● **Given records**:
- Opening Delimiter -
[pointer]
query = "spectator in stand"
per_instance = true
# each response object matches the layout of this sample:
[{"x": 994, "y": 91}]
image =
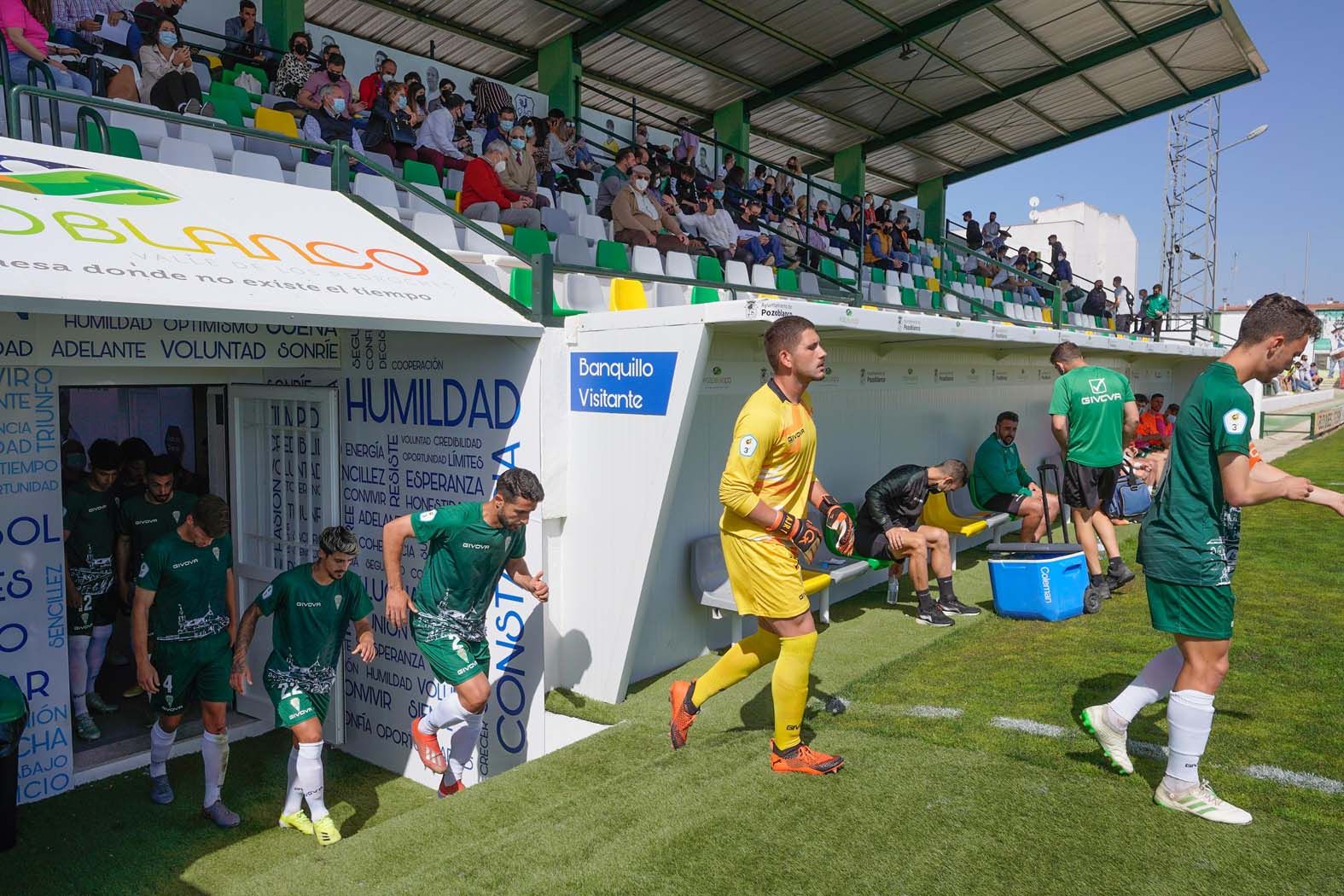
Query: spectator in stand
[
  {"x": 247, "y": 41},
  {"x": 637, "y": 217},
  {"x": 371, "y": 86},
  {"x": 166, "y": 75},
  {"x": 488, "y": 97},
  {"x": 1157, "y": 306},
  {"x": 715, "y": 226},
  {"x": 445, "y": 89},
  {"x": 329, "y": 123},
  {"x": 613, "y": 182},
  {"x": 486, "y": 198},
  {"x": 25, "y": 25},
  {"x": 392, "y": 128},
  {"x": 521, "y": 170},
  {"x": 74, "y": 25},
  {"x": 1122, "y": 300},
  {"x": 439, "y": 142},
  {"x": 975, "y": 238},
  {"x": 757, "y": 245},
  {"x": 294, "y": 69},
  {"x": 332, "y": 73}
]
- Closing Delimiter -
● **Problem to work on**: When copying the records, reproduce every entry exactly and omit all pictures.

● **Task answer**:
[pointer]
query = "spectator in stand"
per_instance = true
# each response object matches the layout of this sample:
[{"x": 994, "y": 91}]
image =
Query: spectator in stand
[
  {"x": 247, "y": 41},
  {"x": 637, "y": 217},
  {"x": 371, "y": 86},
  {"x": 166, "y": 75},
  {"x": 488, "y": 97},
  {"x": 1157, "y": 306},
  {"x": 715, "y": 226},
  {"x": 445, "y": 89},
  {"x": 329, "y": 123},
  {"x": 613, "y": 182},
  {"x": 486, "y": 198},
  {"x": 25, "y": 25},
  {"x": 392, "y": 128},
  {"x": 521, "y": 170},
  {"x": 74, "y": 25},
  {"x": 1122, "y": 300},
  {"x": 439, "y": 142},
  {"x": 975, "y": 238},
  {"x": 757, "y": 245},
  {"x": 294, "y": 69},
  {"x": 332, "y": 73}
]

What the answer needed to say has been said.